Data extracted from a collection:

◇ ◇ ◇ ◇ ◇ ◇ ◇

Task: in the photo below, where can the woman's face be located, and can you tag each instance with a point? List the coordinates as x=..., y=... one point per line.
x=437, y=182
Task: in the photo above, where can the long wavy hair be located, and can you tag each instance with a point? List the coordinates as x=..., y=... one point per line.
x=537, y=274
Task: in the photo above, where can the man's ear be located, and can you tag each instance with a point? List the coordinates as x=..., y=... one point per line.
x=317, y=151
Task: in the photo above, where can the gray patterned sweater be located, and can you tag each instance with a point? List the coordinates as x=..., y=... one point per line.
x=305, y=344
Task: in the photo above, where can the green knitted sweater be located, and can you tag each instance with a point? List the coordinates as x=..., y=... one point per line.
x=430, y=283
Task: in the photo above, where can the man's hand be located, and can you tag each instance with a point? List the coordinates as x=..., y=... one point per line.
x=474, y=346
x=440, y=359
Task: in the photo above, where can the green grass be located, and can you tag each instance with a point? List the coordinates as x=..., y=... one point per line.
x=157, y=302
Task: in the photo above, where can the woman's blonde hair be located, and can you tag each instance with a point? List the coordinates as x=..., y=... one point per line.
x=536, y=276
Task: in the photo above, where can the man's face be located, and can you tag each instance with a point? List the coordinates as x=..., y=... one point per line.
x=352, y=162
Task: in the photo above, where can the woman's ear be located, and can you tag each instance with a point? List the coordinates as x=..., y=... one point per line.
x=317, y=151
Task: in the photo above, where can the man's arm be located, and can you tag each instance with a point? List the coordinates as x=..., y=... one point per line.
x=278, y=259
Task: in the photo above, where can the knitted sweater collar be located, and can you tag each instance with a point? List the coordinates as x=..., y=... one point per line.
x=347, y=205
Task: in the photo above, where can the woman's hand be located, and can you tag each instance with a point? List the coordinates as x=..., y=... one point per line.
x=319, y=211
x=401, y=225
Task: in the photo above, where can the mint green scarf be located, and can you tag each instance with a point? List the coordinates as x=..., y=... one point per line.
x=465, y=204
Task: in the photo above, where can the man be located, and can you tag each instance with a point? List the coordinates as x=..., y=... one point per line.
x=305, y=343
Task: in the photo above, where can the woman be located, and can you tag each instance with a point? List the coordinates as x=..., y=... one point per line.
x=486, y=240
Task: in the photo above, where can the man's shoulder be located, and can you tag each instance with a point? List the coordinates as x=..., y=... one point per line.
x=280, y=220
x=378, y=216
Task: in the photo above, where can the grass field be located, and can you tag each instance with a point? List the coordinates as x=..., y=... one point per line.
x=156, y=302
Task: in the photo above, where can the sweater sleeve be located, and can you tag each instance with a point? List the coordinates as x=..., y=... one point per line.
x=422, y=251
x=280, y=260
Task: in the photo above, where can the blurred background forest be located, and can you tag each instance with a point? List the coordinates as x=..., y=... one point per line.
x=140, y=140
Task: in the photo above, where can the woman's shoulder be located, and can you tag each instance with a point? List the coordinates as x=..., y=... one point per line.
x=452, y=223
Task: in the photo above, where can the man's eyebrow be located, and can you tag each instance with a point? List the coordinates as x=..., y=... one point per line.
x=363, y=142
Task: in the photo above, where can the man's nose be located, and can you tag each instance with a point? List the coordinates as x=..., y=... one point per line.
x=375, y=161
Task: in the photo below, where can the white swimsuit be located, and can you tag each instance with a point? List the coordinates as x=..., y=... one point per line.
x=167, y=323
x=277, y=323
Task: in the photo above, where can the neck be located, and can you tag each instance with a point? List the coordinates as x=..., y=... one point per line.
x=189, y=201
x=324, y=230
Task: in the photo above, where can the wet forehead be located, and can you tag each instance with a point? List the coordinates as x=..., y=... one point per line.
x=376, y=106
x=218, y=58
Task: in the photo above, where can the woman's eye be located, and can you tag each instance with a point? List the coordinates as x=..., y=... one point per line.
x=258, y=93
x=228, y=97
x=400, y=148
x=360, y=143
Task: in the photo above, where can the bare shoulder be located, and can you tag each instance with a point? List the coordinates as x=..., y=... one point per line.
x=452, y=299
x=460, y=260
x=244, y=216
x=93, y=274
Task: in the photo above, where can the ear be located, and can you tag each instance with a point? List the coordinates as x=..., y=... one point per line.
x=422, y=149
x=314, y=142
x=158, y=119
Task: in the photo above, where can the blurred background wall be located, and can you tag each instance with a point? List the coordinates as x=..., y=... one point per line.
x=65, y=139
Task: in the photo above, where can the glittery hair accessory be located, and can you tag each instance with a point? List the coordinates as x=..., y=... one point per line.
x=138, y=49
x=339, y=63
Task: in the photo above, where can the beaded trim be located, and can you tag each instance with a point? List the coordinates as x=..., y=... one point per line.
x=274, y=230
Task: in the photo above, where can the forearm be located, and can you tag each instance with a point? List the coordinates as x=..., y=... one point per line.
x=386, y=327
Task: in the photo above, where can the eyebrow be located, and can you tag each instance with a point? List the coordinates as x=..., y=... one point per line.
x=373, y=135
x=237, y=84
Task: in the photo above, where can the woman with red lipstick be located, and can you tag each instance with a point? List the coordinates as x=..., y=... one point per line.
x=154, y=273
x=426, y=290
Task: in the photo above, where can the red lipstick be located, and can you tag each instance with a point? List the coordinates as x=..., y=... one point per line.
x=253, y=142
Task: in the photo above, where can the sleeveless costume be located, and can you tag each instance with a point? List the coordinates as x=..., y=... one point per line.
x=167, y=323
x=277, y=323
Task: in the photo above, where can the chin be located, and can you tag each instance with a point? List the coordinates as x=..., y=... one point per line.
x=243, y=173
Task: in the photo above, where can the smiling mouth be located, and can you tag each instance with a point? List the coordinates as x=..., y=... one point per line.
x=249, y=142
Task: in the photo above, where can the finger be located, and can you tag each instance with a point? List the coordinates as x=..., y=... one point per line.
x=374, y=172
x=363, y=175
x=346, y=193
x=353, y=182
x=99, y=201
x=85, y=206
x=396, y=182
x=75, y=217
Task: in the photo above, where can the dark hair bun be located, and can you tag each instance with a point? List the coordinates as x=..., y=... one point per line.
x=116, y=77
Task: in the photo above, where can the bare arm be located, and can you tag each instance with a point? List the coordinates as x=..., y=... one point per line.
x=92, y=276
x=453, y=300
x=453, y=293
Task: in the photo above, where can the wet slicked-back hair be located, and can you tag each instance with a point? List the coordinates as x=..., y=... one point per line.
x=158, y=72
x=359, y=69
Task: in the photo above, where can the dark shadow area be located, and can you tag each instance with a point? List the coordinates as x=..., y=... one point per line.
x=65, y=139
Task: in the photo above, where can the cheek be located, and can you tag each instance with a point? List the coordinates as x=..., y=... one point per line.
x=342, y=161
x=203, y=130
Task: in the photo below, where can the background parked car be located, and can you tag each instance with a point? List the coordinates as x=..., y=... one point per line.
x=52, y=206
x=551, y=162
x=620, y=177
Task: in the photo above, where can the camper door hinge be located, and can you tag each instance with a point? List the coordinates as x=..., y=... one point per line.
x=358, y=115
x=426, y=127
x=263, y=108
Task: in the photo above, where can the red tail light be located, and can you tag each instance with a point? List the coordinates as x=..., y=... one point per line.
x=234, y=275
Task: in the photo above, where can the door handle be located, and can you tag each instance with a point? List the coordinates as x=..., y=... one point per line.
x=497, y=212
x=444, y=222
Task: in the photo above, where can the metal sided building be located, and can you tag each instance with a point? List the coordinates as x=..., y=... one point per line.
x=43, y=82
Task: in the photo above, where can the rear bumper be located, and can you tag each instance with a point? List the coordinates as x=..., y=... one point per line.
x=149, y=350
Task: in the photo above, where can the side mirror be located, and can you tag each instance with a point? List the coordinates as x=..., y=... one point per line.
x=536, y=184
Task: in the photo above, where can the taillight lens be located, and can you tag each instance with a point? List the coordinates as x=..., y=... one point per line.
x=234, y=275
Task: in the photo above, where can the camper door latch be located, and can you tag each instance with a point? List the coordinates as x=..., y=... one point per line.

◇ ◇ ◇ ◇ ◇ ◇ ◇

Task to complete.
Nothing but the lines from the one with "Task: in the photo above, where can the rear" through the end of the data above should be repeated, each exactly as it stands.

Answer space.
Task: in the photo above, where can the rear bumper be located, and can you tag each instance with a point? List the coordinates as x=..., y=... one point per line.
x=149, y=350
Task: in the photo above, where can the side mirror be located, and can you tag each instance with a point? List the coordinates as x=..., y=... one point per line.
x=536, y=184
Task: in the photo above, where can the taillight lens be located, and can you tag each instance with a point? List the coordinates as x=..., y=... one point per line.
x=234, y=275
Task: in the photo above, where can the camper door latch be located, and can you tag each instance with a point? List the coordinates as x=..., y=... one point per line.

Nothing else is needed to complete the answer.